Task to carry out → Leave out the pictures and copy everything else below exactly.
---------------
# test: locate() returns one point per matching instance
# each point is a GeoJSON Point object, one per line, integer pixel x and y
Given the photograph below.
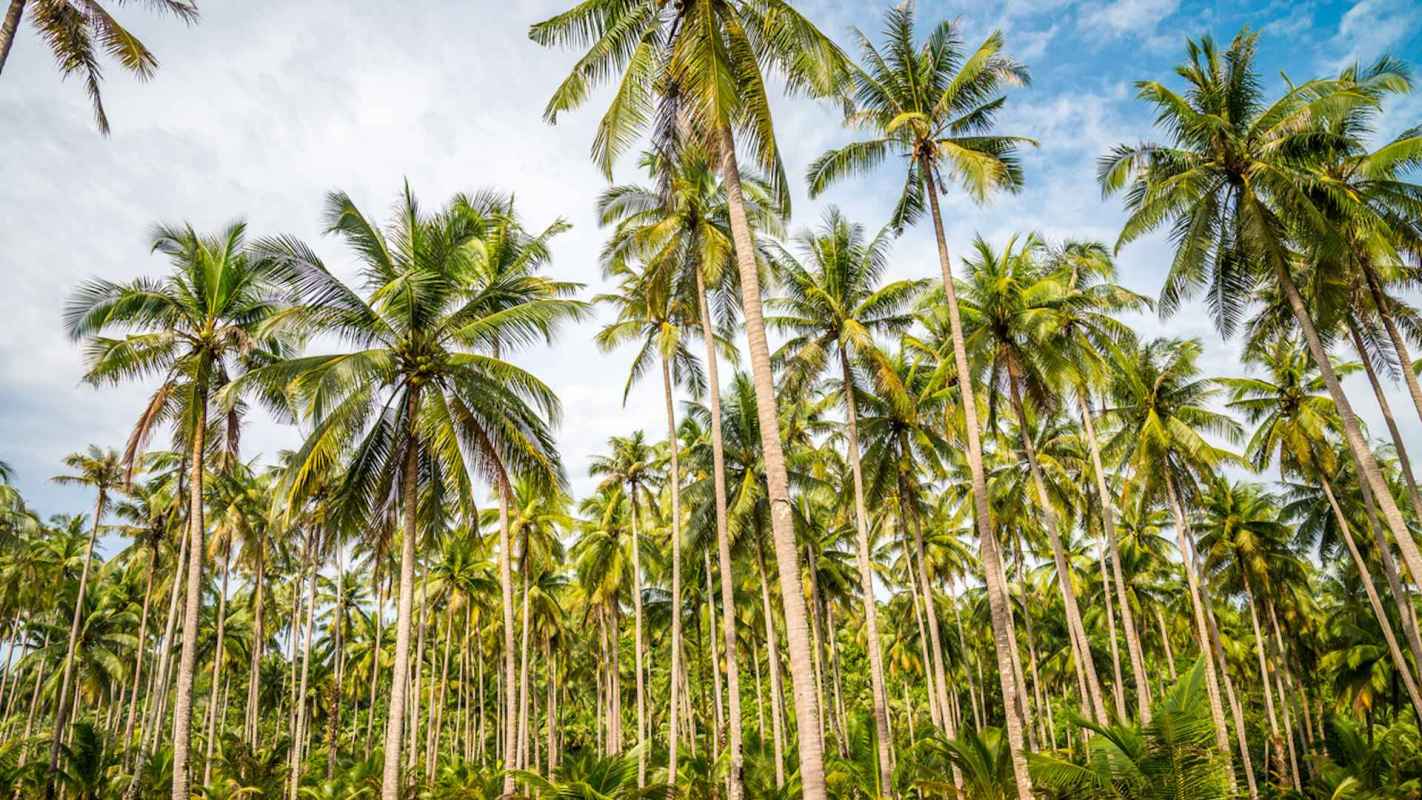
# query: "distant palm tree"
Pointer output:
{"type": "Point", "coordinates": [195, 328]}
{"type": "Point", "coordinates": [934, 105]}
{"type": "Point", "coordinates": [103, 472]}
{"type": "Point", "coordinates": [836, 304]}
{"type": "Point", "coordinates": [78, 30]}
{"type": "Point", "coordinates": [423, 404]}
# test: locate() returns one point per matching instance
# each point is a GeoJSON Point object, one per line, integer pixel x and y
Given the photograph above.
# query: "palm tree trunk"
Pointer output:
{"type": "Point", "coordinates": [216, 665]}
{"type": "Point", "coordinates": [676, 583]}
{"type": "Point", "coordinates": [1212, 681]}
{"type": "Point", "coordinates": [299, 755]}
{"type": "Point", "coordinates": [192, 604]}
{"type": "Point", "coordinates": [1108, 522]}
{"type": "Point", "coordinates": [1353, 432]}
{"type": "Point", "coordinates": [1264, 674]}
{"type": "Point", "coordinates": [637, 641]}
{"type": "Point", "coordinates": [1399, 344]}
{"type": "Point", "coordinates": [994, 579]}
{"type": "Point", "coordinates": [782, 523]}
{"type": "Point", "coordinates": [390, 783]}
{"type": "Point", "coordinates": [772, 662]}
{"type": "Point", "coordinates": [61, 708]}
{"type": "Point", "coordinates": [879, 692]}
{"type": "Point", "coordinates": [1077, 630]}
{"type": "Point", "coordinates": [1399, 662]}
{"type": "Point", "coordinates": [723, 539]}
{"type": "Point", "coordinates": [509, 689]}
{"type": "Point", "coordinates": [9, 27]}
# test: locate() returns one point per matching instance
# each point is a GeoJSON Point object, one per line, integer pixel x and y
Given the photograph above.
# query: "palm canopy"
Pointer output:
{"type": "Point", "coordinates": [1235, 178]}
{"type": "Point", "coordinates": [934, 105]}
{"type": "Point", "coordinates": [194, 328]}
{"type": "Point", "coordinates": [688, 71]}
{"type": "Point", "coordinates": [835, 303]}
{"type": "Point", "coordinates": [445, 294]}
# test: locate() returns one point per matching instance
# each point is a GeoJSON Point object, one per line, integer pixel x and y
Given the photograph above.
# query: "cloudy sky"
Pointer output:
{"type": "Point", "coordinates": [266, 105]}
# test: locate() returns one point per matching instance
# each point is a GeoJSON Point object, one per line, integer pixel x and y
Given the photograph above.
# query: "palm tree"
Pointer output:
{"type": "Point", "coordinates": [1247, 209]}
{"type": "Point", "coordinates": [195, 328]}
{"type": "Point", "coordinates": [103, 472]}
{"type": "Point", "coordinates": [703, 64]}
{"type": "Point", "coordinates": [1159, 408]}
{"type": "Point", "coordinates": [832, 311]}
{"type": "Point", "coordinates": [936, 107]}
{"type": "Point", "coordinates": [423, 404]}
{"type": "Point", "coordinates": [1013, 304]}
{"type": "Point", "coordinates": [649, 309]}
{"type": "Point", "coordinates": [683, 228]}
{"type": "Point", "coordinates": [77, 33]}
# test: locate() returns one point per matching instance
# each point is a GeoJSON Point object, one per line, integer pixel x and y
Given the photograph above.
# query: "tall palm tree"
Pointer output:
---------------
Finished task →
# test: locate() returns one point per matching instance
# each point is a GeoJSON Point object, one per line, integer pixel x and y
Given the photograph below.
# query: "distant palm tree"
Pointer output:
{"type": "Point", "coordinates": [195, 328]}
{"type": "Point", "coordinates": [934, 105]}
{"type": "Point", "coordinates": [103, 472]}
{"type": "Point", "coordinates": [836, 304]}
{"type": "Point", "coordinates": [78, 30]}
{"type": "Point", "coordinates": [423, 404]}
# test: locate() returns one point per matching instance
# each point is a GeoJSON Point object, one per line, integer pixel x and y
Given the photograph above.
# query: "palm tree trunk"
Pointer output:
{"type": "Point", "coordinates": [216, 665]}
{"type": "Point", "coordinates": [676, 583]}
{"type": "Point", "coordinates": [1212, 681]}
{"type": "Point", "coordinates": [299, 755]}
{"type": "Point", "coordinates": [192, 604]}
{"type": "Point", "coordinates": [1108, 522]}
{"type": "Point", "coordinates": [1353, 432]}
{"type": "Point", "coordinates": [1264, 674]}
{"type": "Point", "coordinates": [637, 641]}
{"type": "Point", "coordinates": [1399, 344]}
{"type": "Point", "coordinates": [994, 579]}
{"type": "Point", "coordinates": [782, 523]}
{"type": "Point", "coordinates": [390, 783]}
{"type": "Point", "coordinates": [772, 662]}
{"type": "Point", "coordinates": [61, 708]}
{"type": "Point", "coordinates": [879, 692]}
{"type": "Point", "coordinates": [1077, 630]}
{"type": "Point", "coordinates": [1399, 662]}
{"type": "Point", "coordinates": [723, 539]}
{"type": "Point", "coordinates": [509, 689]}
{"type": "Point", "coordinates": [9, 27]}
# test: locate() returns one point per matching instance
# each point is a GeoJSON Point object, one per line, integer pixel x and y
Given the photograph above.
# query: "palm canopy"
Pointer output:
{"type": "Point", "coordinates": [1235, 178]}
{"type": "Point", "coordinates": [934, 105]}
{"type": "Point", "coordinates": [194, 328]}
{"type": "Point", "coordinates": [688, 71]}
{"type": "Point", "coordinates": [835, 303]}
{"type": "Point", "coordinates": [445, 294]}
# test: locate() returns one point per matching instance
# each point is a GeoJSON Point object, one per line, integer pixel x and y
Given the photograph above.
# query: "cloudy sky"
Pointer output:
{"type": "Point", "coordinates": [266, 105]}
# test: locate() returns one point per matching instance
# each point is a GeoJSON Point object, one per line, integer pixel x and y
Given the photograph above.
# query: "palm tree"
Pointer output:
{"type": "Point", "coordinates": [1247, 209]}
{"type": "Point", "coordinates": [195, 328]}
{"type": "Point", "coordinates": [103, 472]}
{"type": "Point", "coordinates": [703, 64]}
{"type": "Point", "coordinates": [1159, 408]}
{"type": "Point", "coordinates": [832, 311]}
{"type": "Point", "coordinates": [936, 107]}
{"type": "Point", "coordinates": [423, 404]}
{"type": "Point", "coordinates": [1013, 304]}
{"type": "Point", "coordinates": [649, 309]}
{"type": "Point", "coordinates": [683, 228]}
{"type": "Point", "coordinates": [77, 33]}
# test: locate() returns one point per matching instance
# each point is a GeoJSON Point object, one per line, integer pixel x and y
Given the photograph above.
# query: "tall palm tree"
Pointer output:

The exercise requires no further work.